● REQUEST
Print the entries verbatim, leaving out the images they contain.

(A run of records)
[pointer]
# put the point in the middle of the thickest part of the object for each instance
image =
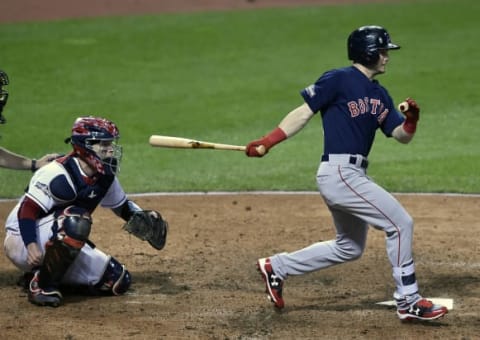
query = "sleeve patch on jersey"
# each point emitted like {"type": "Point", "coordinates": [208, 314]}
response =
{"type": "Point", "coordinates": [61, 189]}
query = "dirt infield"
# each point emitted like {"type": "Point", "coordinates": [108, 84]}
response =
{"type": "Point", "coordinates": [204, 285]}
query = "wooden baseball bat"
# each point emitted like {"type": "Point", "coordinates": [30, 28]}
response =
{"type": "Point", "coordinates": [403, 107]}
{"type": "Point", "coordinates": [185, 143]}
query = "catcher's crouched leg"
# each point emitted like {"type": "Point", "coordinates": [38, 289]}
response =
{"type": "Point", "coordinates": [73, 226]}
{"type": "Point", "coordinates": [115, 280]}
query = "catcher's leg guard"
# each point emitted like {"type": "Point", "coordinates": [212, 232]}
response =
{"type": "Point", "coordinates": [115, 280]}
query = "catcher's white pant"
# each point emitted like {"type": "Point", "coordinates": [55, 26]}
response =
{"type": "Point", "coordinates": [87, 269]}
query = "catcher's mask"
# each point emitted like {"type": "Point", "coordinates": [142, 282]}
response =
{"type": "Point", "coordinates": [365, 43]}
{"type": "Point", "coordinates": [95, 140]}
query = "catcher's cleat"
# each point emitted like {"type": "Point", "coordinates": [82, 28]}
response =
{"type": "Point", "coordinates": [423, 309]}
{"type": "Point", "coordinates": [43, 297]}
{"type": "Point", "coordinates": [273, 283]}
{"type": "Point", "coordinates": [24, 279]}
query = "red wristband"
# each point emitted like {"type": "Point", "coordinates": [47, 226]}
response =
{"type": "Point", "coordinates": [274, 137]}
{"type": "Point", "coordinates": [410, 125]}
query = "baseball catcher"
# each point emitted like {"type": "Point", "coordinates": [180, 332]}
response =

● THE RESPONSE
[pointer]
# put the point in the middle of the thickest part of the object for each instance
image =
query = "sleeve patch on jersey"
# each point emitted like {"type": "Point", "coordinates": [208, 314]}
response =
{"type": "Point", "coordinates": [61, 189]}
query = "dirt infield"
# each point emitted like {"type": "Point", "coordinates": [108, 84]}
response =
{"type": "Point", "coordinates": [204, 285]}
query = "wooden baseball bat"
# each point emitted like {"type": "Point", "coordinates": [30, 28]}
response =
{"type": "Point", "coordinates": [403, 107]}
{"type": "Point", "coordinates": [185, 143]}
query = "catcher's crouched leg"
# each point emitted like {"type": "Point", "coordinates": [38, 289]}
response =
{"type": "Point", "coordinates": [73, 226]}
{"type": "Point", "coordinates": [115, 280]}
query = "catcher's leg guard"
# each point emitted like {"type": "Point", "coordinates": [212, 232]}
response =
{"type": "Point", "coordinates": [115, 280]}
query = "catcher's white pant"
# each point emitted like {"type": "Point", "coordinates": [55, 26]}
response =
{"type": "Point", "coordinates": [87, 269]}
query = "catcher's mask"
# each point emitted like {"type": "Point", "coordinates": [142, 282]}
response =
{"type": "Point", "coordinates": [365, 43]}
{"type": "Point", "coordinates": [95, 140]}
query = "catcher's cleat"
# each point emitted like {"type": "Point", "coordinates": [82, 28]}
response =
{"type": "Point", "coordinates": [423, 309]}
{"type": "Point", "coordinates": [43, 297]}
{"type": "Point", "coordinates": [273, 283]}
{"type": "Point", "coordinates": [24, 279]}
query = "red wristband"
# each point emitted like {"type": "Point", "coordinates": [47, 226]}
response =
{"type": "Point", "coordinates": [274, 137]}
{"type": "Point", "coordinates": [410, 125]}
query = "baseball catcher"
# each point emitted like {"type": "Point", "coordinates": [180, 332]}
response =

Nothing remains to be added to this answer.